Recorded data
######

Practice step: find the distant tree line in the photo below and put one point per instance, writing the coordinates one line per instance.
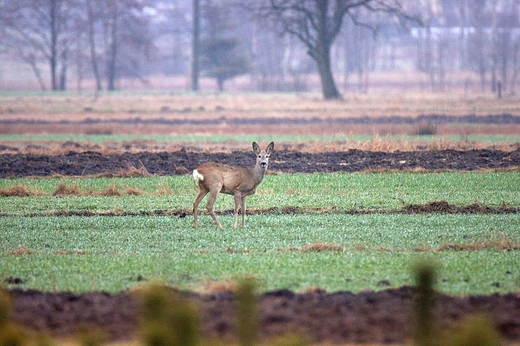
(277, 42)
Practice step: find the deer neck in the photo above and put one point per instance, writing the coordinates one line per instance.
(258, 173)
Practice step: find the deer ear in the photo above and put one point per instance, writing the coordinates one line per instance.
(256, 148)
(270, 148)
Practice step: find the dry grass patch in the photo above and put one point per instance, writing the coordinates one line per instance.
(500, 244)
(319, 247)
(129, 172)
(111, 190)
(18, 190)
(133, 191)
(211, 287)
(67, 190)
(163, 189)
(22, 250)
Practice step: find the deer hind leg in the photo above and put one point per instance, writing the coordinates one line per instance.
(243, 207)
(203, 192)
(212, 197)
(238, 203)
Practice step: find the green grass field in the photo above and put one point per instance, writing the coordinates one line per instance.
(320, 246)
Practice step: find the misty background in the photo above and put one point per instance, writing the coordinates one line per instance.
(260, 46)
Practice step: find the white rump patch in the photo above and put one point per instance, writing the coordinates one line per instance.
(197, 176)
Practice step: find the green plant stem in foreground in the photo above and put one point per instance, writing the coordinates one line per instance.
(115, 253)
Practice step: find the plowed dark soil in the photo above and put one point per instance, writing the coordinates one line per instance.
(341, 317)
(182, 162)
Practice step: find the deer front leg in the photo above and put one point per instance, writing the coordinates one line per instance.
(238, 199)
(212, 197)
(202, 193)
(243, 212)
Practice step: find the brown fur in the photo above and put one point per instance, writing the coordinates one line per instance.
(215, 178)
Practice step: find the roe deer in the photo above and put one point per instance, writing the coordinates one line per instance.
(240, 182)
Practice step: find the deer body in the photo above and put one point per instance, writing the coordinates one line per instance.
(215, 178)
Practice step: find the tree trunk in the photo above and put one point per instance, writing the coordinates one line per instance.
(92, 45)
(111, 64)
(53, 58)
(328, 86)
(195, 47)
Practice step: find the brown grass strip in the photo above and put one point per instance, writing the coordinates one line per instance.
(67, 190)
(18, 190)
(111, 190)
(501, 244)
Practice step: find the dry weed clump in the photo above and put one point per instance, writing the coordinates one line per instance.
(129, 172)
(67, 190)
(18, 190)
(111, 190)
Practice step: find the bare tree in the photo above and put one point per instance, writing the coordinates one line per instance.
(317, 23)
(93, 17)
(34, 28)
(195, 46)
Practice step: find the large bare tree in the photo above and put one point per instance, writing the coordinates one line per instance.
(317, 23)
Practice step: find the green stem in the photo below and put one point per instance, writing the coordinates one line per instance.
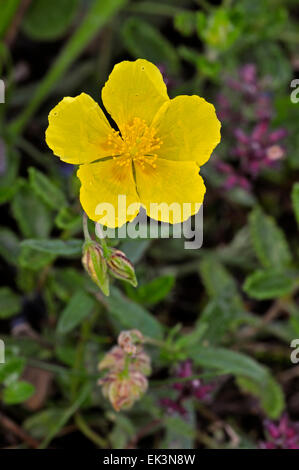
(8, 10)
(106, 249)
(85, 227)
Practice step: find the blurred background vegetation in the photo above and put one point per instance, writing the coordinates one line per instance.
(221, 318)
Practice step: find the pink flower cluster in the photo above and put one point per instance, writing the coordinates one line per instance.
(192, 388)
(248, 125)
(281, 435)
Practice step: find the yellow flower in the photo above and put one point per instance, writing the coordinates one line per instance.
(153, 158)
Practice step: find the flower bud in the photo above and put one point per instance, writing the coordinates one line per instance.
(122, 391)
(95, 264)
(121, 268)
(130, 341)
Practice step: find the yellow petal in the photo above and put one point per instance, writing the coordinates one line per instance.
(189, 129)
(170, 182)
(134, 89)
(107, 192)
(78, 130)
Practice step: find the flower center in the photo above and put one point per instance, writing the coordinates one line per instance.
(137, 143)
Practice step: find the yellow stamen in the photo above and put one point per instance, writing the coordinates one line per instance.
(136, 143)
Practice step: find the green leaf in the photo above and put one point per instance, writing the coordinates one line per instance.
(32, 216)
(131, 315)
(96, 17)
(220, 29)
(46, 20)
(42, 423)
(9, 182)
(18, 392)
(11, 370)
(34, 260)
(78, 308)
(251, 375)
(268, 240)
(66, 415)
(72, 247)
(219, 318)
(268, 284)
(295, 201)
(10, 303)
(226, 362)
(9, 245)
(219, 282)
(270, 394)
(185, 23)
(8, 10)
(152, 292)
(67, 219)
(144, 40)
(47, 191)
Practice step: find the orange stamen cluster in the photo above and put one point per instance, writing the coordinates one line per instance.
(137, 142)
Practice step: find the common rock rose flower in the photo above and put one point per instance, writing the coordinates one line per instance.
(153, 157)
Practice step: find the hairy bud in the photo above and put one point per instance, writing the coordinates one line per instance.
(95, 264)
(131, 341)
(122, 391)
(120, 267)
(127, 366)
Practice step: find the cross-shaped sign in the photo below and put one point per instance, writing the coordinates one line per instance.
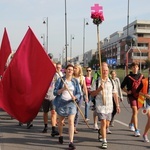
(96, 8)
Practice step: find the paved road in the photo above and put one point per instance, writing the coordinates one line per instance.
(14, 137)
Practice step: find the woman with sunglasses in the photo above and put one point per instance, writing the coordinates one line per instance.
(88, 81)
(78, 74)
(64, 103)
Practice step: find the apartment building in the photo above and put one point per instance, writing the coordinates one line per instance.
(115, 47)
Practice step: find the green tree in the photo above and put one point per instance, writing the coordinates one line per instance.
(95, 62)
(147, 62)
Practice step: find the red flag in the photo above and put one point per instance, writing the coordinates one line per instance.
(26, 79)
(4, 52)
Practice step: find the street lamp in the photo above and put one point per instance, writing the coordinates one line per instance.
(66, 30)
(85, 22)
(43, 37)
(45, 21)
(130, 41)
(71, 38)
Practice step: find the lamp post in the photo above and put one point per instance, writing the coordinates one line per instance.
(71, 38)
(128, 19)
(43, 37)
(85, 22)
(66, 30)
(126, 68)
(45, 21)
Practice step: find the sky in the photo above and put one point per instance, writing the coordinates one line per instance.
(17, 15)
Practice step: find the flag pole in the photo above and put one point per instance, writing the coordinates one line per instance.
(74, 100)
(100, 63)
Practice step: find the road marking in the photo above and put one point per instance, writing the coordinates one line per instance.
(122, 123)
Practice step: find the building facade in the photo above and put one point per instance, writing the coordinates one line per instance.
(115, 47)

######

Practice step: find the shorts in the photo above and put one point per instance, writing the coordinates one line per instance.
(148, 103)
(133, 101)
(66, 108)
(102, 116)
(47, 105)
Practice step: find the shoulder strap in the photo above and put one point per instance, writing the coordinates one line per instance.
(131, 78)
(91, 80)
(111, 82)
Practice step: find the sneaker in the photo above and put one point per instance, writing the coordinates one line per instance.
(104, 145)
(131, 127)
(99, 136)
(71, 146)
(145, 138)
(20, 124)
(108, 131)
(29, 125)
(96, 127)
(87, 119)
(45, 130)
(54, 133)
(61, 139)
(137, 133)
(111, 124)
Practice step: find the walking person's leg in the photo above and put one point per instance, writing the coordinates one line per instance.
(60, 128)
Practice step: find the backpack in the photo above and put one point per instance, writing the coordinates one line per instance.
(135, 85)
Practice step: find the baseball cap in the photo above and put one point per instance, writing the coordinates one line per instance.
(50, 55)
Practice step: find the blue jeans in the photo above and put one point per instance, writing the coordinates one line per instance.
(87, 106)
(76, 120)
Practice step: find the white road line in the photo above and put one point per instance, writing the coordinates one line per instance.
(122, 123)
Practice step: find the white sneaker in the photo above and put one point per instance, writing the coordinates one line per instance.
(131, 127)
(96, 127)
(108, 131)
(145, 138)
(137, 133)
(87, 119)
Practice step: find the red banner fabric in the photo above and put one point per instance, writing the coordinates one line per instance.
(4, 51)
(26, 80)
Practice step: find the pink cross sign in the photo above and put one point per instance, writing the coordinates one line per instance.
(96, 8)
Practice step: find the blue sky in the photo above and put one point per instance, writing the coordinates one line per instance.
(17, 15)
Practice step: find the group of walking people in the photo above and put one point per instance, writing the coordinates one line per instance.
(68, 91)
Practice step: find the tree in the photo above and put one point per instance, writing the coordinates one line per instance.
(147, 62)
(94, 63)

######

What is needed
Which lines of the recorded data contain the word "background"? Select each of them and copy it.

Output for this task
Practice step: find the misty background in the photo above and put one point per instance, writing the coordinates one line per instance.
Practice step: find the blurred background vegetation in the photo above and put one point per instance, writing the coordinates one line per instance.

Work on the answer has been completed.